EXERCISES TO COMPLETE:
A. Render this sentence from the thread on painting fresh plaster in Spanish: "The rule is to leave them for as long as possible (at least two weeks), and then leave them for another week."
B. Please reproduce the thread on painting fresh plaster word for word, everything from "## Sherman (16" down to "will only crack.".

DOCUMENT PASSAGE:
--- start ---
# Walls plastered - how to paint?



## muffin1973 (16 Aug 2006)

Hi all,

We've just had our walls plastered and will need to get on with painting them soon enough - the plasterer said to leave them about a week to dry, which sounds a long time to me but he knows best I'm sure....  

When they are dry, can we start painting straight away or should we put something on the walls first to prepare them?  Any ideas??

Thanks!

M


----------



## terrysgirl33 (16 Aug 2006)

I would dilute the paint you are going to use about 50/50 with water and add some polybond to seal the wall.  I tried just putting on the paint directly on a newly plastered wall and it took 5 coats to look reasonable , I had another area to do and did as I outlined above and it only took 3 coats in total (in both cases the paint was white, a coloured paint would cover better).  A week isn't very long to leave the plaster, I would say it's the minimum to let the plaster dry out.


----------



## Flexible (16 Aug 2006)

http://www.diydoctor.org.uk/projects/paintnewplaster.htm


----------



## Sherman (16 Aug 2006)

muffin1973 said:


> Hi all,
> the plasterer said to leave them about a week to dry, which sounds a long time to me but he knows best I'm sure....


 
As pointed out above, a week is the absolute minimum, especially in this damp weather recently. There will always be patches that take longer than a week to dry, and if you paint over them, the paint will simply peel away after a while.

The rule is to leave them for as long as possible (at least two weeks), and then leave them for another week. Try to have the house well ventilated, but don't try to speed up the drying by turning on radiators etc. - the plaster will only crack.


----------



## EvilDoctorK (16 Aug 2006)

terrysgirl33 said:


> I would dilute the paint you are going to use about 50/50 with water and add some polybond to seal the wall. .



Go easy on the polybond though  - I made the mistake of using too much before  and it formed a skin on the wall... I wouldn't go much above 10% polybond


----------



## muffin1973 (16 Aug 2006)

thanks a mil everyone.

didn't realise plaster took so long to dry - will try and leave it for two weeks at least. Problem is having the two families over to the house for a celebration first week in September so wanted it all finished by then - think the painting will have to be a bit last minute!

M


----------



## Dinging (16 Aug 2006)

I suggest using a good quality paint,  we used all sorts on our walls after plastering, Dulex, Crown, B&Q, Woodies.  In the end the best results were from Permoglaze ( I have no affiliation) we were able to give the walls 1 coat of a diluted paint for the undercoat and then later that day were able to paint over them with undiluted paint.  We plastered our whole house and this was a life saver in both time and money.


----------



## muffin1973 (16 Aug 2006)

Thanks Dinging I'll check that out - can you buy the Permaglaze stuff in just any DIY shop??
--- end ---
Contour labeling records:
--- start ---
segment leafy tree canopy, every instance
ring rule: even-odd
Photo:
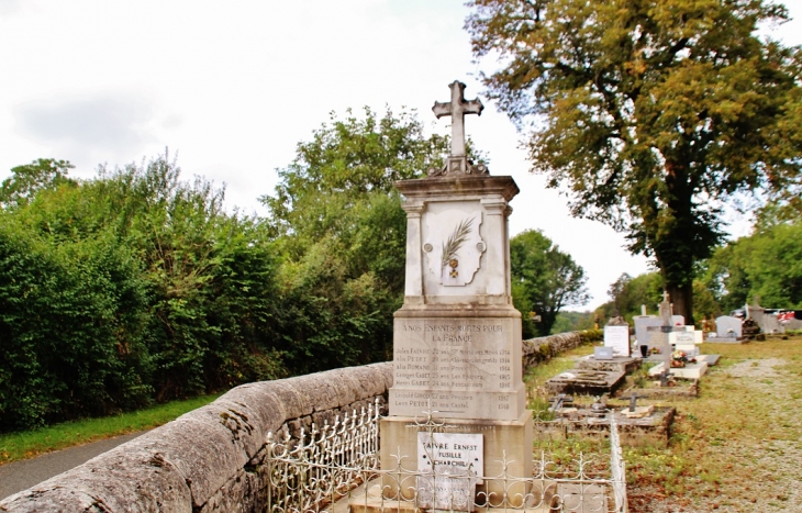
[[[448,141],[414,113],[331,115],[261,201],[283,248],[282,347],[305,371],[389,358],[403,299],[406,216],[394,180],[436,167]]]
[[[766,306],[802,309],[802,222],[779,224],[717,249],[703,281],[725,311],[755,295]]]
[[[69,169],[74,167],[67,160],[52,158],[40,158],[24,166],[12,167],[11,177],[0,186],[0,207],[23,207],[38,191],[55,190],[65,185],[76,186],[75,180],[67,178]]]
[[[557,314],[566,306],[588,302],[584,270],[536,230],[510,239],[512,292],[523,316],[524,337],[552,333]],[[530,312],[541,315],[532,323]]]
[[[722,201],[799,193],[802,52],[762,41],[761,0],[474,0],[466,27],[491,98],[528,126],[532,169],[575,215],[624,231],[692,319],[694,263]]]

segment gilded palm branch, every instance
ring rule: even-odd
[[[457,252],[460,247],[463,247],[465,241],[468,239],[468,235],[470,234],[470,227],[474,224],[475,219],[476,218],[471,218],[461,221],[454,230],[454,233],[452,233],[452,235],[448,237],[448,239],[443,243],[443,259],[441,266],[445,266],[446,264],[448,264],[448,260],[457,257]]]

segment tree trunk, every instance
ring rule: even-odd
[[[669,301],[673,303],[673,313],[676,315],[682,315],[686,317],[686,324],[692,325],[693,322],[693,282],[689,281],[686,285],[677,286],[673,283],[666,283],[666,291],[668,291]]]

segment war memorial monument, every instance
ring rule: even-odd
[[[508,228],[519,188],[512,177],[490,176],[467,158],[465,115],[483,107],[465,100],[464,83],[455,81],[450,90],[450,101],[433,108],[437,118],[452,118],[445,166],[396,182],[408,219],[406,270],[403,306],[394,314],[394,381],[381,422],[381,468],[423,471],[432,465],[435,473],[469,469],[479,477],[524,478],[532,475],[533,421],[525,406]],[[438,433],[427,438],[426,423]],[[488,502],[525,493],[523,484],[476,484]],[[435,484],[443,497],[435,494],[430,504],[420,480],[386,483],[386,497],[400,488],[405,499],[417,493],[424,506],[458,506],[439,503],[454,501],[452,486],[443,487]]]

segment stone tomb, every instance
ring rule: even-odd
[[[637,316],[635,317],[635,338],[637,339],[637,345],[639,346],[648,346],[650,349],[651,346],[651,335],[655,333],[650,327],[657,327],[659,331],[659,326],[662,326],[662,320],[655,315],[647,315],[647,316]]]
[[[571,369],[546,381],[550,394],[603,395],[612,394],[626,380],[623,370]]]
[[[662,373],[662,369],[666,367],[665,363],[659,363],[656,366],[651,367],[649,369],[649,376],[660,376]],[[708,363],[706,361],[697,361],[695,364],[686,364],[684,367],[670,367],[669,373],[673,376],[675,378],[682,378],[682,379],[699,379],[708,371]]]
[[[464,115],[481,112],[479,100],[450,85],[452,155],[428,178],[396,182],[406,212],[404,303],[394,314],[394,382],[389,415],[381,421],[381,467],[417,473],[419,433],[437,431],[480,436],[477,476],[532,475],[532,412],[522,381],[521,314],[512,305],[511,177],[489,176],[465,156]],[[521,455],[508,461],[503,455]],[[406,481],[404,481],[406,482]],[[386,479],[386,500],[413,500],[415,484]],[[517,497],[522,483],[477,482],[477,494]],[[471,498],[472,500],[472,498]],[[438,501],[434,500],[435,503]],[[514,501],[513,501],[514,502]],[[514,504],[512,504],[514,505]],[[521,504],[517,504],[521,505]]]
[[[577,361],[577,369],[604,370],[628,375],[639,369],[642,363],[643,359],[637,356],[614,356],[609,360],[599,360],[591,355]]]

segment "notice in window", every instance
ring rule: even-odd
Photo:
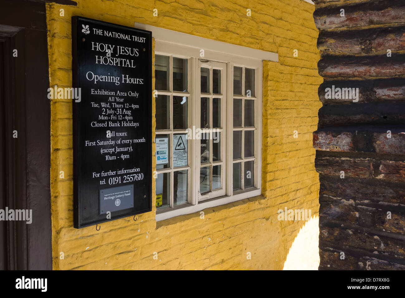
[[[187,163],[187,139],[186,135],[173,135],[173,166],[184,167]]]
[[[167,163],[168,143],[167,137],[156,139],[156,164]]]

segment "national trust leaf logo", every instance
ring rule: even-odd
[[[82,25],[81,26],[83,27],[83,29],[81,30],[82,32],[85,34],[88,34],[90,33],[90,29],[89,29],[88,25],[86,25],[85,26],[84,25]]]

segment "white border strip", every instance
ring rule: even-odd
[[[156,41],[203,49],[205,51],[208,50],[251,59],[278,62],[278,54],[276,53],[209,39],[140,23],[135,22],[134,25],[135,28],[152,31],[152,36]]]

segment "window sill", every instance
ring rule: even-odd
[[[253,188],[248,191],[235,191],[235,194],[232,196],[224,195],[219,197],[210,199],[199,202],[198,204],[194,205],[187,204],[176,206],[170,209],[158,210],[156,212],[156,221],[160,221],[180,215],[185,215],[198,212],[207,208],[217,207],[245,199],[260,196],[261,193],[261,189]]]

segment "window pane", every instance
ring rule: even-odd
[[[170,173],[158,174],[156,178],[156,208],[170,206]]]
[[[254,156],[254,131],[245,131],[245,157]]]
[[[168,56],[155,55],[155,88],[156,90],[169,90]]]
[[[233,127],[242,126],[242,99],[233,99]]]
[[[253,176],[254,172],[254,161],[245,162],[245,179],[243,180],[243,182],[245,189],[253,187],[254,183]]]
[[[173,204],[175,206],[188,202],[188,170],[174,172],[173,176]]]
[[[249,90],[250,90],[249,94]],[[254,69],[245,69],[245,94],[246,96],[254,96]]]
[[[187,91],[187,59],[173,57],[173,91]]]
[[[209,167],[204,167],[200,169],[200,193],[209,191]]]
[[[241,182],[241,172],[242,172],[242,163],[235,163],[233,164],[233,190],[240,189],[242,188]]]
[[[221,165],[212,167],[212,189],[221,188]]]
[[[188,164],[187,135],[173,135],[173,166],[184,167]]]
[[[212,133],[212,161],[221,160],[221,133]]]
[[[201,134],[201,162],[209,161],[209,133]]]
[[[233,159],[242,158],[242,131],[233,132]]]
[[[212,93],[221,93],[221,70],[212,70]]]
[[[201,67],[201,93],[209,93],[209,69]]]
[[[212,127],[221,127],[221,99],[212,99]]]
[[[209,127],[209,99],[201,97],[201,128]]]
[[[233,94],[242,95],[242,67],[233,68]]]
[[[158,135],[155,142],[156,169],[170,167],[170,135]]]
[[[159,95],[156,97],[156,129],[170,129],[170,122],[169,119],[168,95]]]
[[[254,126],[254,101],[245,100],[245,127]]]
[[[185,129],[188,127],[188,100],[186,96],[173,96],[173,129]]]

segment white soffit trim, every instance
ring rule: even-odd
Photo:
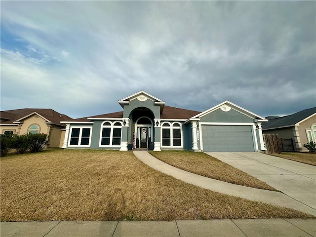
[[[156,101],[156,102],[162,102],[161,103],[164,104],[164,101],[158,98],[155,96],[154,96],[152,95],[151,95],[150,94],[146,92],[146,91],[144,91],[144,90],[141,90],[140,91],[138,91],[138,92],[133,94],[132,95],[129,95],[128,96],[121,99],[120,100],[118,100],[118,102],[119,103],[128,103],[128,101],[127,101],[128,100],[131,100],[133,99],[136,98],[136,97],[141,95],[141,94],[144,94],[148,97],[149,97],[150,99],[152,99],[153,101]]]
[[[88,119],[90,120],[122,120],[124,118],[93,118],[93,117],[89,117],[87,118]],[[126,118],[125,118],[126,119]]]
[[[236,104],[234,104],[234,103],[231,102],[228,100],[226,100],[223,102],[221,103],[220,104],[219,104],[217,105],[216,105],[211,108],[210,109],[209,109],[207,110],[205,110],[205,111],[202,113],[200,113],[198,115],[197,115],[195,116],[192,117],[192,118],[200,118],[201,117],[203,117],[208,114],[209,114],[210,113],[212,113],[212,112],[214,111],[215,110],[216,110],[218,109],[219,109],[221,107],[221,106],[222,106],[222,105],[225,104],[231,107],[233,109],[234,109],[235,110],[238,111],[238,112],[241,113],[241,114],[243,114],[249,117],[252,118],[258,118],[260,119],[265,119],[265,120],[266,120],[265,118],[258,115],[257,115],[254,113],[252,113],[251,111],[249,111],[249,110],[247,110],[240,106],[239,106],[236,105]]]
[[[301,122],[304,122],[304,121],[306,121],[306,120],[308,119],[309,118],[311,118],[313,117],[313,116],[316,116],[316,113],[315,113],[315,114],[313,114],[313,115],[309,116],[307,118],[304,118],[303,120],[301,120],[301,121],[300,121],[298,122],[297,122],[296,123],[295,123],[294,126],[299,126],[300,125],[300,123],[301,123]]]
[[[93,122],[84,122],[82,121],[80,122],[79,121],[74,121],[72,122],[70,122],[69,121],[62,121],[60,122],[61,123],[68,123],[69,124],[71,124],[72,123],[93,123]]]
[[[21,121],[21,120],[23,120],[25,118],[29,118],[29,117],[30,117],[31,116],[32,116],[32,115],[36,115],[40,117],[43,119],[46,120],[46,121],[47,122],[51,123],[51,122],[50,121],[49,121],[48,119],[47,119],[45,118],[44,118],[43,116],[42,116],[41,115],[40,115],[40,114],[39,114],[39,113],[37,113],[36,112],[34,112],[33,113],[31,113],[31,114],[29,114],[28,115],[26,115],[26,116],[24,116],[24,117],[21,118],[19,118],[18,119],[16,120],[15,121],[14,121],[13,122],[13,123],[20,123],[20,121]]]

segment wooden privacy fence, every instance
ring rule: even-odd
[[[269,154],[280,154],[281,152],[294,152],[293,140],[279,138],[277,134],[263,134],[267,152]]]
[[[279,139],[277,134],[263,134],[263,140],[268,153],[269,154],[281,154],[280,148],[281,140]]]

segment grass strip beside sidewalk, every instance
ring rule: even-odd
[[[46,151],[0,165],[1,221],[312,217],[187,184],[131,152]]]

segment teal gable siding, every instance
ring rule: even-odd
[[[92,129],[92,136],[91,140],[91,148],[99,148],[100,142],[100,132],[101,131],[101,124],[103,120],[95,120],[93,122],[93,128]]]
[[[129,101],[128,104],[124,105],[124,111],[123,112],[123,118],[128,118],[132,119],[131,112],[135,109],[140,107],[144,107],[149,109],[154,114],[154,116],[156,118],[160,118],[160,106],[155,105],[154,101],[149,99],[145,101],[140,101],[137,99]]]
[[[220,109],[213,111],[201,117],[200,122],[253,122],[254,119],[231,109],[225,112]]]
[[[191,123],[183,124],[183,149],[190,150],[192,148],[192,129]]]

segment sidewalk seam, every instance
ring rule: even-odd
[[[288,221],[287,220],[285,220],[285,219],[283,218],[283,219],[285,221],[287,221],[287,222],[288,222],[289,223],[290,223],[291,225],[294,226],[295,227],[296,227],[297,228],[299,229],[300,230],[301,230],[302,231],[304,231],[305,233],[306,233],[306,234],[307,234],[309,236],[311,236],[313,237],[313,236],[309,233],[308,233],[307,232],[306,232],[305,231],[304,231],[304,230],[303,230],[302,229],[300,228],[298,226],[296,226],[295,225],[294,225],[294,224],[293,224],[291,222],[290,222],[289,221]]]
[[[119,222],[119,221],[118,221],[118,223],[117,223],[117,226],[115,227],[115,229],[114,229],[114,231],[113,232],[113,234],[112,234],[112,237],[113,237],[113,236],[114,236],[114,233],[115,233],[115,231],[117,230],[117,228],[118,228],[118,222]]]
[[[177,227],[177,229],[178,230],[178,233],[179,233],[179,237],[181,237],[181,236],[180,234],[180,231],[179,230],[179,227],[178,227],[178,223],[177,223],[177,220],[175,220],[176,222],[176,226]]]
[[[58,222],[58,223],[57,223],[57,224],[55,226],[54,226],[52,228],[51,228],[50,230],[49,230],[49,231],[48,231],[48,232],[47,232],[47,233],[46,233],[45,235],[44,235],[43,236],[43,237],[45,237],[46,236],[47,236],[47,235],[48,234],[48,233],[49,233],[49,232],[50,232],[51,231],[52,231],[52,230],[53,230],[53,229],[54,228],[55,228],[55,227],[56,227],[56,226],[57,226],[58,225],[59,225],[59,224],[60,224],[60,223],[61,223],[61,221],[59,221],[59,222]]]
[[[239,226],[238,226],[237,224],[234,222],[234,220],[233,220],[232,219],[231,219],[231,221],[232,221],[233,223],[235,224],[235,226],[236,226],[237,228],[240,230],[240,231],[242,233],[242,234],[243,234],[245,235],[245,236],[246,236],[246,237],[248,237],[248,236],[246,235],[245,233],[243,231],[242,231],[240,228],[239,228]]]

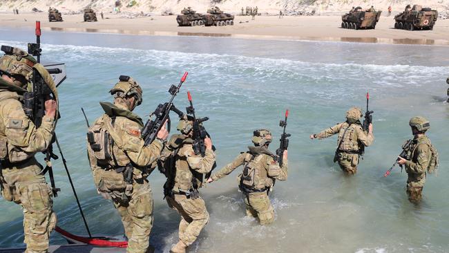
--- end ---
IN RESPONSE:
A. La regla es dejarlas el mayor tiempo posible (al menos dos semanas) y luego dejarlas una semana más.

B.
## Sherman (16 Aug 2006)

muffin1973 said:


> Hi all,
> the plasterer said to leave them about a week to dry, which sounds a long time to me but he knows best I'm sure....


 
As pointed out above, a week is the absolute minimum, especially in this damp weather recently. There will always be patches that take longer than a week to dry, and if you paint over them, the paint will simply peel away after a while.

The rule is to leave them for as long as possible (at least two weeks), and then leave them for another week. Try to have the house well ventilated, but don't try to speed up the drying by turning on radiators etc. - the plaster will only crack.